Entries from a dataset
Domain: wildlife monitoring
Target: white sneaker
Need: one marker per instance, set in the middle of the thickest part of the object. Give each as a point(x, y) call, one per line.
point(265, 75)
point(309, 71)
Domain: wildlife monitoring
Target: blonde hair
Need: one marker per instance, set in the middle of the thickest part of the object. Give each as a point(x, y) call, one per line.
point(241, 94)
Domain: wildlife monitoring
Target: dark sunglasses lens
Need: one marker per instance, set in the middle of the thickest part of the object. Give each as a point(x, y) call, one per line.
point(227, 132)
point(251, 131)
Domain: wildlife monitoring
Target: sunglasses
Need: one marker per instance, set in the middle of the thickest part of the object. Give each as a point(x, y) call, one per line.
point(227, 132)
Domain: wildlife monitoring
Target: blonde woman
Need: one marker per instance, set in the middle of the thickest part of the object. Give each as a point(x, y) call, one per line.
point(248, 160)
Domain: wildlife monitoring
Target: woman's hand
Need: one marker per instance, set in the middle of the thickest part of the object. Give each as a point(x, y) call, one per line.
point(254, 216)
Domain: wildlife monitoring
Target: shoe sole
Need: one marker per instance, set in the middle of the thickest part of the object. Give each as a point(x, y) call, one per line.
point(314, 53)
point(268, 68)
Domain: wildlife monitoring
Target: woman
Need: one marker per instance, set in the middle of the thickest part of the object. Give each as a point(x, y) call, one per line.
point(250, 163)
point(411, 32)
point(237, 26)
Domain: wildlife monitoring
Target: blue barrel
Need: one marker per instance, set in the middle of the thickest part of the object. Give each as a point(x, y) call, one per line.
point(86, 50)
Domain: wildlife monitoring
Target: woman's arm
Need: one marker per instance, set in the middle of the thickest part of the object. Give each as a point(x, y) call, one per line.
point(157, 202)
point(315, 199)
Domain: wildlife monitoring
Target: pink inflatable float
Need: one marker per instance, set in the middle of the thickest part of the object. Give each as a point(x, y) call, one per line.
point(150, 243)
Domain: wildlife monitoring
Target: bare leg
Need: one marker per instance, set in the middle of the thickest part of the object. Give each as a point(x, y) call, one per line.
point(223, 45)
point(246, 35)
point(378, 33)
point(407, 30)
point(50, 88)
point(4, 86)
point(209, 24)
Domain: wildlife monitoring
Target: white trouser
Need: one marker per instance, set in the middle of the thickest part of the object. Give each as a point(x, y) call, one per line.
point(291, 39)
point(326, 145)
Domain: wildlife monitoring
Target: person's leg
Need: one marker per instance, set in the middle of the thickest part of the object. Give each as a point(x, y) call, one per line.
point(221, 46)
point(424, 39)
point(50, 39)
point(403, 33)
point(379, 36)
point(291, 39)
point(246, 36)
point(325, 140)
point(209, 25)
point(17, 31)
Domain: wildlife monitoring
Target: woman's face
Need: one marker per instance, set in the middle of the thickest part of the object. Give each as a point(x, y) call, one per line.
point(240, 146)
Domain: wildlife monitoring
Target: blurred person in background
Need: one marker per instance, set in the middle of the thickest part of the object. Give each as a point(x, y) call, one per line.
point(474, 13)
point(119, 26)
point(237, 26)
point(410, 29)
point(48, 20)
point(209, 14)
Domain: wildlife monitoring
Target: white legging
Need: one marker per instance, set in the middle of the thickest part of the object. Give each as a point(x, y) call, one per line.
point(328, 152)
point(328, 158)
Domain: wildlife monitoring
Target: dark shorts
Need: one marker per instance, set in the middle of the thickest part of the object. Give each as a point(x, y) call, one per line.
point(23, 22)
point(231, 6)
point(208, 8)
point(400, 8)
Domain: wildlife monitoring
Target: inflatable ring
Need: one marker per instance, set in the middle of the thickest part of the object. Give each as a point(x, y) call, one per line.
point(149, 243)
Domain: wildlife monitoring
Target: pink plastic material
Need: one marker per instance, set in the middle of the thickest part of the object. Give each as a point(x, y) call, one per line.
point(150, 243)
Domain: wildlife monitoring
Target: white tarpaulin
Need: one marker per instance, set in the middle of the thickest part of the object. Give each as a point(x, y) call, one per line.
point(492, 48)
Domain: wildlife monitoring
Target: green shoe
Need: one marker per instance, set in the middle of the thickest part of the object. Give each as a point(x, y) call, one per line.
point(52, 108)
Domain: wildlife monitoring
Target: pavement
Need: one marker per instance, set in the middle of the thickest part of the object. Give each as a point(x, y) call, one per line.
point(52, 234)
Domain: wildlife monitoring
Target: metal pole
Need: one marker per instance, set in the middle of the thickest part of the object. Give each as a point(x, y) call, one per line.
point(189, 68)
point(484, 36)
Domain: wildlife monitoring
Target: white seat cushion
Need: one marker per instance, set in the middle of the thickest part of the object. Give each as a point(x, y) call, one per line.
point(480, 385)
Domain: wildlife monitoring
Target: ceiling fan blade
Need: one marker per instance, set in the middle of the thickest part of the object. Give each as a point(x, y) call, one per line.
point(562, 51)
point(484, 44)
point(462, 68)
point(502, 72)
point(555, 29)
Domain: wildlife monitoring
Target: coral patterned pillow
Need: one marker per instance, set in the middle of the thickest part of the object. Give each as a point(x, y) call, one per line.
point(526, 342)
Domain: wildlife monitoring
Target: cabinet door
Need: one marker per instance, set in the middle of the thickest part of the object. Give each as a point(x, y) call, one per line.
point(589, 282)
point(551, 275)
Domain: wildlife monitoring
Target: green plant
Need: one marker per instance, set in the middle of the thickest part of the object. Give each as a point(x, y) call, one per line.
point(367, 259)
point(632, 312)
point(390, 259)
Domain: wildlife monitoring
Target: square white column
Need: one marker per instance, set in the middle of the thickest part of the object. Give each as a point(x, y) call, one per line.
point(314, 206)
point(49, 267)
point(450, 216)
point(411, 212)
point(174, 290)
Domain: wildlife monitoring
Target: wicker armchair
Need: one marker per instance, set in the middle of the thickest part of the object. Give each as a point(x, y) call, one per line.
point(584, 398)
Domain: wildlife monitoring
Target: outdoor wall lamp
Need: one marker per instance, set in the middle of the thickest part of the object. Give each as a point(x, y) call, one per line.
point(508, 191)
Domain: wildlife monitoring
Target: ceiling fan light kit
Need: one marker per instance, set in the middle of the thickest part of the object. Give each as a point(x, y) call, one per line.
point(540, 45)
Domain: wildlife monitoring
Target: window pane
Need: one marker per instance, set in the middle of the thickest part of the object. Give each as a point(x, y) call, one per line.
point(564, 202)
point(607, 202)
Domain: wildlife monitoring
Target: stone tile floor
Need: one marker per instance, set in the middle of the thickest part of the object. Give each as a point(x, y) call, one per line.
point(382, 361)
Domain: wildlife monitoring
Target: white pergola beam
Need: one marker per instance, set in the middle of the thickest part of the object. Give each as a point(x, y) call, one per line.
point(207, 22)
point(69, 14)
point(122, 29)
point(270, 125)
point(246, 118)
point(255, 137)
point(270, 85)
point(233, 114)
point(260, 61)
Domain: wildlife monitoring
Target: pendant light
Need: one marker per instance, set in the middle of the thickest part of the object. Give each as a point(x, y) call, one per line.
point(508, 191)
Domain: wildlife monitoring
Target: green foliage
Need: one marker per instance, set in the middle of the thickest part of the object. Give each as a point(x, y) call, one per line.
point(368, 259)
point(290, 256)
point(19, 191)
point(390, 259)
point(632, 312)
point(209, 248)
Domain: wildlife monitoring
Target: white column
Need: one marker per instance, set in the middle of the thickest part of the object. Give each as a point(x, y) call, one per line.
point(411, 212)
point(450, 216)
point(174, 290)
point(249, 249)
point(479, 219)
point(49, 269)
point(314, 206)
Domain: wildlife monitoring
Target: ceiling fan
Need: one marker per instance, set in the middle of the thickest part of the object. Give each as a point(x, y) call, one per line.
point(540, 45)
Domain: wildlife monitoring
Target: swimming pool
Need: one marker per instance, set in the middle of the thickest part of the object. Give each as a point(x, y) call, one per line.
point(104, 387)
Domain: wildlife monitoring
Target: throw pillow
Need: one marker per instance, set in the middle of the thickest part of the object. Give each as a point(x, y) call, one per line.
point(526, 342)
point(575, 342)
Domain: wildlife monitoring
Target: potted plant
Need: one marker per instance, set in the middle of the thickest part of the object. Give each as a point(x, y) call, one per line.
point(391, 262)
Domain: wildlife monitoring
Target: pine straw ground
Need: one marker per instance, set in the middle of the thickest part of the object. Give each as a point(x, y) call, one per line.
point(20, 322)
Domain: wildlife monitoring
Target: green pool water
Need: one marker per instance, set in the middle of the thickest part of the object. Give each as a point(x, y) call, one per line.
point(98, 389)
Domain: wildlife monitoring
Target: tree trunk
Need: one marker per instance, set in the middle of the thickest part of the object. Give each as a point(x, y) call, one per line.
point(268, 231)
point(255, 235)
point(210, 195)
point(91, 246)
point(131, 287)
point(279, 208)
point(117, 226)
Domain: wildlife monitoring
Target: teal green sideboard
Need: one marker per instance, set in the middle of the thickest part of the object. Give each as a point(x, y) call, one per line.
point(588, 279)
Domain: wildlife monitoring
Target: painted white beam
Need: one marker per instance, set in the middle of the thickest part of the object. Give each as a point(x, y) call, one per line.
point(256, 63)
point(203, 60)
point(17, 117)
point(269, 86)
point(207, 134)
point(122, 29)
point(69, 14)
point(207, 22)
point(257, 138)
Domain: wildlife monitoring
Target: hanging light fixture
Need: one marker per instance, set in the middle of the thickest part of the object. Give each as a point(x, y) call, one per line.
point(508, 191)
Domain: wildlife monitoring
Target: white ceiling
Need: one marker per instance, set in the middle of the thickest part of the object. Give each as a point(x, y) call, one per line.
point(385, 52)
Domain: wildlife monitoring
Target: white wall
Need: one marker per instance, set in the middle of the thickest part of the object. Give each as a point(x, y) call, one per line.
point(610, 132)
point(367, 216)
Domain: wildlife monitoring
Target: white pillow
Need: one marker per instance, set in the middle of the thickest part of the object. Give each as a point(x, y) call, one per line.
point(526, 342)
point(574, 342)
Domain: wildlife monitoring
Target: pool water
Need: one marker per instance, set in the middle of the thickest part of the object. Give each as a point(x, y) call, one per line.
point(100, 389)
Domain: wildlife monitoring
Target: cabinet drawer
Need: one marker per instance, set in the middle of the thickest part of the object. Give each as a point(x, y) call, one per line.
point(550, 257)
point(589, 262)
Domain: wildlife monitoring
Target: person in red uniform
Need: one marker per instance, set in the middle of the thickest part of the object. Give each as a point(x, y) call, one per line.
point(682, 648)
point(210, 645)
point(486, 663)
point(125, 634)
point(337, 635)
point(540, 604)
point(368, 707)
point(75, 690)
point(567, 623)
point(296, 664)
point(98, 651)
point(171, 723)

> **Task instructions**:
Pull out every line in the entries above that contains the word "plant". Copy each one on its own line.

> **Expected answer**:
Target: green plant
Target: potted plant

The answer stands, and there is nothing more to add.